* **WRITTEN PROBLEM A**
According to the passage on Malaysia's maritime sector, what is making the upgrade of ports and other crucial transportation infrastructure more urgent?
* **WRITTEN PROBLEM B**
Proceed with the passage on Malaysia's maritime sector, picking up right after its final sentence.

* **DOCUMENT EXTRACT**
--*--

Hence, Malaysia needs to make its port and shipping sector more efficient, resilient, and significantly greener in order to be fully prepared for the future. The ambition of Malaysia to emerge as a maritime nation should be backed up with a robust, far-reaching, and people-centric strategy.

The need to upgrade ports and other crucial transportation infrastructure is growing more urgent as a result of the global expansion of e-commerce, which has elevated and improved consumer shopping preferences and purchasing behaviors.

The maritime sector is constantly at the cutting edge of knowledge and investments in research and development (R&D) activities are helping the sector transition toward a sustainable approach. But how many improvements and what kind of R&D budget have been allocated to the maritime industry? 

The component of policy evaluation for continuous improvement is critical to good maritime governance. It will assist the government in making the necessary changes to adapt to changes in the business environment and remain competitive.

In fact, despite investment in the maritime sector, there is a lack of information and reliable data required for effective management, and existing policies have not received the full attention they deserve. Competent key personnel are required in all agencies to raise Malaysia’s standard and achieve the vision of a respectable maritime nation.

--*--

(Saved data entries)
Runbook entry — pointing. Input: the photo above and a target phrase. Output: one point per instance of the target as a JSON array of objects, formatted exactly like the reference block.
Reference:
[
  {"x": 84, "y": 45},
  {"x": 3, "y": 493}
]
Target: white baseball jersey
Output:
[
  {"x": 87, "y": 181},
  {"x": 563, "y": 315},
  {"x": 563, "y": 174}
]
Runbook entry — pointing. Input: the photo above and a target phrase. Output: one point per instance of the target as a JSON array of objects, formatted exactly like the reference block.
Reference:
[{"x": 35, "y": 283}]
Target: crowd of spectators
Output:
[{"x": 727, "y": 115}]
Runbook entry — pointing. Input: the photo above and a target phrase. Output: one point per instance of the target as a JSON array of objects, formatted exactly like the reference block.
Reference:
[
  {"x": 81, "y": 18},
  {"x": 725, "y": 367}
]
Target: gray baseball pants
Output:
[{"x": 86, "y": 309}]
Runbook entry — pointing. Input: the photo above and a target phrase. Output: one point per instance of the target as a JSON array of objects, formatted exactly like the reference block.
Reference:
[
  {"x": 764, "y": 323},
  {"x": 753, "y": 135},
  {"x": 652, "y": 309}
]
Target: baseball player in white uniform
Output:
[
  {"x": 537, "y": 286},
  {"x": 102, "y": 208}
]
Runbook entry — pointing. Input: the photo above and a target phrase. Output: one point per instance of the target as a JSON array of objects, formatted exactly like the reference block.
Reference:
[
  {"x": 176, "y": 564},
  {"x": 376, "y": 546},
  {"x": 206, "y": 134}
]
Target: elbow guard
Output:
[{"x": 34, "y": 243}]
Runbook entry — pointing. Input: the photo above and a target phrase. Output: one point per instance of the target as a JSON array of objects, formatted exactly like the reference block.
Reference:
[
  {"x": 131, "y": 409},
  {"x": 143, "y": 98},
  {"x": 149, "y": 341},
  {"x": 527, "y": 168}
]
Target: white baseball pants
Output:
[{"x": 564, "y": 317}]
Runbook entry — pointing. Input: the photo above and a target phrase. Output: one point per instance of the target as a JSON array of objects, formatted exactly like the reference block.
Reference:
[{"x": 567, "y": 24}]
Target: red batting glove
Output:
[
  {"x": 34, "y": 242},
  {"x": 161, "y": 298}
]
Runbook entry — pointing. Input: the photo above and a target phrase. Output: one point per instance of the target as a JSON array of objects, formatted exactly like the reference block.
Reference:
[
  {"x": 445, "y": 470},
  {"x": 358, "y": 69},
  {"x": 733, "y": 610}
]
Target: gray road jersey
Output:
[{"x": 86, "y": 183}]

--*--

* **RIGHT ANSWER A**
The global expansion of e-commerce.

* **RIGHT ANSWER B**
Looking ahead, it is likely that a maritime industry strategic plan will require a road map and clear ideas of possible plans of action in order to ensure significant progress. The effective continuation of the Malaysia Shipping Master Plan, using the previous plan as a lesson learnt, is critical for a rigorous and viable maritime plan.

Maritime industry players must invest in new expansions and technologies to strengthen their resilience to upcoming crises, and Malaysia’s future as a maritime nation encapsulates the cooperation and commitment of all maritime players.

To ensure that the maritime industry is sustainable in the future, the stakeholders must shield themselves from competitive pressure by upgrading technology, increasing cargo capacity, reducing labor shortages, guaranteeing an adequate supply of skilled labor, enhancing performance, and strengthening regional transport connections.